:: Task objective ::
Retype all of the data. Every line must match exactly.

:: Data extracts ::
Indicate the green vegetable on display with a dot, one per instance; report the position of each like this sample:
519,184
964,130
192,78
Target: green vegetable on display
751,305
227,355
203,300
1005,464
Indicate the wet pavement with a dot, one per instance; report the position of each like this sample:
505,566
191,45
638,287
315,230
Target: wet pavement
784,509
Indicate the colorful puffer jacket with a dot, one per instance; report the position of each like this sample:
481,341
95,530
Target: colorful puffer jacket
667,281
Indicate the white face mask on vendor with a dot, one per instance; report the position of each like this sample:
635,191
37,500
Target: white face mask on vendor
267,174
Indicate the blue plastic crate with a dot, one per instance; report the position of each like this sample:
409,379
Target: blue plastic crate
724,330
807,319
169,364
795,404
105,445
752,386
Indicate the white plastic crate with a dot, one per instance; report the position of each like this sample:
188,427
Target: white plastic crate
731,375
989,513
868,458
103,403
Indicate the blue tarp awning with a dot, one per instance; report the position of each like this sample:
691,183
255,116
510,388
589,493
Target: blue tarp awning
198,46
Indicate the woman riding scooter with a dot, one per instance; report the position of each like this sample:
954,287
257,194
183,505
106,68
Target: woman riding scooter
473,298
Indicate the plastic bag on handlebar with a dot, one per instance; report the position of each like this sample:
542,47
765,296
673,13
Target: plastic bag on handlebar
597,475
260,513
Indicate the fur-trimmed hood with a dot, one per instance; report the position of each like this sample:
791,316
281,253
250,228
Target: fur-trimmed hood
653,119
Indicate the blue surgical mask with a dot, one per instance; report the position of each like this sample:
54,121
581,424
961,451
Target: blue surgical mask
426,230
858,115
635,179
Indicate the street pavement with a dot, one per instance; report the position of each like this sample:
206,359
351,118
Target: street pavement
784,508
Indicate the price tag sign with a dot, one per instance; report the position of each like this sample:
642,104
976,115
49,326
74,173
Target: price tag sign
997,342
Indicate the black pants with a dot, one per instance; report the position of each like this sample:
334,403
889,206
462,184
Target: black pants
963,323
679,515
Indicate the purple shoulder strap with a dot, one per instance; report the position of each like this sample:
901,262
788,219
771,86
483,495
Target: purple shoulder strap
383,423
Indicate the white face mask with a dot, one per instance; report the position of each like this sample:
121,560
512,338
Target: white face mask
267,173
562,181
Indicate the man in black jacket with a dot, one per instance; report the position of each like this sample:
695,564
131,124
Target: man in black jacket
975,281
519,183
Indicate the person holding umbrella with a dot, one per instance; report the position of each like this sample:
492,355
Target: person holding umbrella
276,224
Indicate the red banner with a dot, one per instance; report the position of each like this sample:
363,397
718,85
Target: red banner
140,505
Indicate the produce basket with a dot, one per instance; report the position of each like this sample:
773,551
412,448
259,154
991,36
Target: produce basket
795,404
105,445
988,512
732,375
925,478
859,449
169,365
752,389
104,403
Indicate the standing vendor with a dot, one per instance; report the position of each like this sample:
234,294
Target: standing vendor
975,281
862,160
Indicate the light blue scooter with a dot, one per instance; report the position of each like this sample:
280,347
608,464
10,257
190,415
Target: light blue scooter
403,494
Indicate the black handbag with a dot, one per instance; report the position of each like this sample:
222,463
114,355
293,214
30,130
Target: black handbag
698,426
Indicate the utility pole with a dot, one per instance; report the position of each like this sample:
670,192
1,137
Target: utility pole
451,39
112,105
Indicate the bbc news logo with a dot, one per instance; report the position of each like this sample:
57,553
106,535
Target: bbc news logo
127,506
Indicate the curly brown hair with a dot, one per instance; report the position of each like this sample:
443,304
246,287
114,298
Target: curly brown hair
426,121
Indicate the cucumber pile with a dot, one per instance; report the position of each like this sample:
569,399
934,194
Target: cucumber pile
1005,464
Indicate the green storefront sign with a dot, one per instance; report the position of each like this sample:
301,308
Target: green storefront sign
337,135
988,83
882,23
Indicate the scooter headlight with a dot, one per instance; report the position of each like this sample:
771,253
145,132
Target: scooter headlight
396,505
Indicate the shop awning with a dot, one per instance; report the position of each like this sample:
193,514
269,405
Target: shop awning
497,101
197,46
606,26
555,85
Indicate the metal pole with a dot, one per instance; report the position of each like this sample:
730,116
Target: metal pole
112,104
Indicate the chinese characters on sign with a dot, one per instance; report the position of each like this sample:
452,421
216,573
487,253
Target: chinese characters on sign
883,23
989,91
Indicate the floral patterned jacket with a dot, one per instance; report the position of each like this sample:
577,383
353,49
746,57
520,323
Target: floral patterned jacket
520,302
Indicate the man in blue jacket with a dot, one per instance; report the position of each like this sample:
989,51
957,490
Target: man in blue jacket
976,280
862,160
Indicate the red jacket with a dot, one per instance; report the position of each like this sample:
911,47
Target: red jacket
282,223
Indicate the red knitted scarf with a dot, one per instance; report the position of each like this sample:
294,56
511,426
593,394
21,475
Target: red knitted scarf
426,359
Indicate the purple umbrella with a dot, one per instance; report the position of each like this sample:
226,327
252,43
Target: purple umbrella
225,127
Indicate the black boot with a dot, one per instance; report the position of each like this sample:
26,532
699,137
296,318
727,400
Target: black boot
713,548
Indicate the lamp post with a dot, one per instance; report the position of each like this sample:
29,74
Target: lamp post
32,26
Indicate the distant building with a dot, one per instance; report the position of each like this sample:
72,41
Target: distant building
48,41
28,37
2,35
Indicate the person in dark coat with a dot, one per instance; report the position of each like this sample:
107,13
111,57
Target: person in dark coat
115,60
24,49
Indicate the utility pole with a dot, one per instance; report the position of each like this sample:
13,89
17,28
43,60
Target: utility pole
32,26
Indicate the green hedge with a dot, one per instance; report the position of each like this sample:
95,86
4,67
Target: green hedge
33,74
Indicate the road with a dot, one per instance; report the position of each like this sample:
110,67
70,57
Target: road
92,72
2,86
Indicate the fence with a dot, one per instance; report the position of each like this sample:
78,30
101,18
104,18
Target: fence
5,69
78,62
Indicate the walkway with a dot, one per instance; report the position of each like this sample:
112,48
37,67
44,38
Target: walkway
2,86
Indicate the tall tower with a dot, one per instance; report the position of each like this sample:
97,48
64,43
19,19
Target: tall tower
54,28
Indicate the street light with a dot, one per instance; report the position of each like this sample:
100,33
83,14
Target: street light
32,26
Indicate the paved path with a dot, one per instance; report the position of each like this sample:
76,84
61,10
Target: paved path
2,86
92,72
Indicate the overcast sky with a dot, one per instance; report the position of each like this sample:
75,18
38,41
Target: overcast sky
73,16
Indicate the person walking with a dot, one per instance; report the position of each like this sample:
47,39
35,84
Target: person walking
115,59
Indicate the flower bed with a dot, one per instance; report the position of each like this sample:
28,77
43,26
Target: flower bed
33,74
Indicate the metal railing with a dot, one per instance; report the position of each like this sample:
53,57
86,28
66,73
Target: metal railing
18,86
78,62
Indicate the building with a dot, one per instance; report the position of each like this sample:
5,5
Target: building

:: Worked solution ::
Indicate the green vegetable on display with a dot, one per instance; report the position of each like this sample:
519,184
964,130
192,78
Target: green vegetable on display
751,305
227,355
203,300
1005,464
Indicate the wet pavement with a dot, one per instance; report the position of each like this sample:
505,566
191,45
638,287
315,230
Target: wet pavement
784,509
Indicate the colorful puffer jacket with a dot, one per instance; report the position of each like this sample:
481,341
95,530
Target: colorful puffer jacket
667,281
Indicate the white face mask on vendor with a dot, one per instance; report the position of each like this sample:
635,191
37,500
Target: white face mask on vendor
267,174
Indicate the blue plastic crate with a dot, one per instance; report the position of each like this sample:
409,379
Target: blue plastic crate
724,330
807,319
169,364
795,404
105,445
752,386
Indicate the white plastic crate with a dot, one per instance; report the position of each like this sample:
188,427
Target: white plastic crate
731,375
989,513
868,458
103,403
Indicate the blue tarp awning with a dot, one per instance; report the position of each like this sample:
691,183
255,116
510,388
589,493
Target: blue tarp awning
198,46
Indicate the woman riding scooter with a dot, one per instance; report the position of each like this sample:
954,287
257,194
183,505
106,68
Target: woman riding scooter
473,298
Indicate the plastic bag on handlebar with a dot, one per instance; report the position of each like this sample:
542,47
765,296
673,13
Target: plastic bag on handlebar
597,475
260,513
Indicate the fur-trimmed hood with a dot, one per instance; report the position of each like this sample:
791,316
281,253
250,228
Target: fur-trimmed hood
653,119
Indicate the blue surgical mask with a dot, one per instance; report the position of each like this sample:
54,121
581,424
961,451
Target: blue surgical mask
426,230
858,115
635,179
Indicate the street pavement with a dot, one per instance; report the position of each like this sample:
206,359
351,118
Target: street pavement
784,508
Indicate the price tag sign with a dot, one per instance; report the position of each like this sample:
642,104
976,115
49,326
74,173
Target: price tag sign
997,342
Indicate the black pants with a dot, one per instance; report the position of each like this sample:
334,403
889,206
462,184
Target: black pants
963,323
679,515
Indicate the purple shoulder strap with a dot, one per instance; report the position of each like this sample:
901,262
788,219
771,86
483,495
Target: purple shoulder strap
383,423
Indicate the white face mask with a dot, one per instance; report the position of each like this sample:
121,560
512,338
Target: white face mask
267,173
562,181
Indicate the man in black jacket with a dot, one per instance; report the position of each like this sample:
695,564
131,124
Target: man in black jacket
975,281
519,183
Indicate the person holding umbrella with a dot, one per instance; report the position of each like this sample:
492,355
Target: person holding umbrella
276,224
Indicate the red banner with a dot, one per instance; report the position of each like this sample:
363,397
718,85
Target: red banner
140,505
Indicate the produce basket with a dot, one per instance; report the position of each like this sample:
773,551
412,448
259,154
991,36
Target: produce basket
795,404
105,445
988,512
732,375
925,478
859,449
169,365
752,389
104,403
Indicate the standing vendor with a dot, one per instance; report the position of each like this sample:
234,294
Target: standing vendor
975,281
862,160
Indicate the light blue scooter with a dot, one per instance; report the position of each like this sample:
280,347
608,464
10,257
190,415
Target: light blue scooter
403,494
Indicate the black handbag with a dot, one per instance; report the position of each like this sample:
222,463
114,355
293,214
30,130
Target: black handbag
698,426
Indicate the utility pole with a dot, one per instance; report the position of each like this sample:
670,192
1,137
Target: utility pole
451,39
112,105
Indicate the bbc news logo with a dot, one per instance; report the position of each like this sample:
57,553
106,535
Target: bbc news logo
127,506
Indicate the curly brown hair with a dot, one per instance; report the position of each like this sample:
443,304
246,287
114,298
Target: curly brown hair
426,121
Indicate the cucumber pile with a dot, one per instance; report the position of each like this sample:
569,399
934,194
Target: cucumber pile
1005,464
Indicate the green storefront sign with a dot, one per instance; report the position of each like this sample:
301,308
Target: green storefront sign
337,135
988,83
882,23
Indicate the scooter headlight with a dot, one per instance; report the position of each like this sample:
771,253
145,132
Target: scooter headlight
396,505
Indicate the shop awning with a dot, one per instance; report the position of each like this sample:
193,514
269,405
Target: shop awning
497,101
197,46
606,26
555,85
Indicate the metal pole with a dot, one per instance; report the position of each like this sample:
730,116
Target: metal pole
112,104
Indicate the chinese characters on sign with a dot, one per instance; report the position of each like this sample:
452,421
216,573
487,253
Target: chinese characters on sign
883,23
989,91
Indicate the floral patterned jacket with a dot, one per instance; report the position of each like this sample:
577,383
353,49
746,57
520,323
Target: floral patterned jacket
520,302
Indicate the man in blue jacket with a dot, one per instance; report the position of each like this sample:
989,51
957,490
Target: man in blue jacket
976,280
862,160
Indicate the red jacket with a dot, one per instance; report the position of each like this sample:
911,47
Target: red jacket
282,223
Indicate the red knitted scarf with a dot, one per instance; report the position of each like this sample:
294,56
511,426
593,394
21,475
Target: red knitted scarf
426,359
Indicate the purple umbrella with a dot, one per instance; report the position of each like this sample:
226,327
252,43
Target: purple umbrella
225,127
Indicate the black boot with a dot, one per instance; report the position of each like this sample:
26,532
699,137
296,318
727,400
Target: black boot
713,548
Indicate the lamp post with a dot, one per instance; report the position of each like this sample:
29,74
Target: lamp post
32,26
Indicate the distant building with a dot, one per instance; report the position of each like this sample:
72,41
Target: distant building
48,41
28,37
2,35
Indicate the person in dark coat with a dot, one per instance; report the position of each like this sample:
107,13
111,57
Target: person in dark coat
115,60
24,49
Indicate the utility pole with a dot, one per instance; report the position of each like this sample:
13,89
17,28
43,60
Target: utility pole
32,26
Indicate the green hedge with a dot, one per instance; report the position of each like this sample:
95,86
4,67
Target: green hedge
33,74
Indicate the road with a dot, one per instance; report the position of each like this sample:
110,67
70,57
Target: road
92,72
2,86
Indicate the fence with a dot, one per instance; report the position of each like this sample:
78,30
101,18
104,18
Target: fence
5,69
78,62
Indicate the walkway with a dot, one per instance; report the position of each like this sample:
112,48
37,67
44,38
Target: walkway
2,86
Indicate the tall tower with a dot, one per instance; report the position of each like this sample:
97,48
64,43
19,19
Target: tall tower
54,28
Indicate the street light with a dot, one per instance; report the position of each like this sample:
100,33
83,14
Target: street light
32,26
Indicate the paved path with a dot, one per instance; report the position of each like this sample:
76,84
61,10
Target: paved path
2,86
92,72
Indicate the overcast sky with a dot, one per instance; report the position of each like this sample:
75,18
38,41
Target: overcast sky
73,16
Indicate the person walking with a dot, one per instance; report the position of each like this sample:
47,39
35,84
Target: person walking
115,59
Indicate the flower bed with a dot, one per instance; report the position of each like this sample:
28,77
43,26
Target: flower bed
33,74
Indicate the metal railing with a dot, one per instance; report the position of each like this sample:
53,57
86,28
66,73
Target: metal railing
18,86
78,62
Indicate the building with a dot, one per instance; report the position of each like this sample:
5,5
Target: building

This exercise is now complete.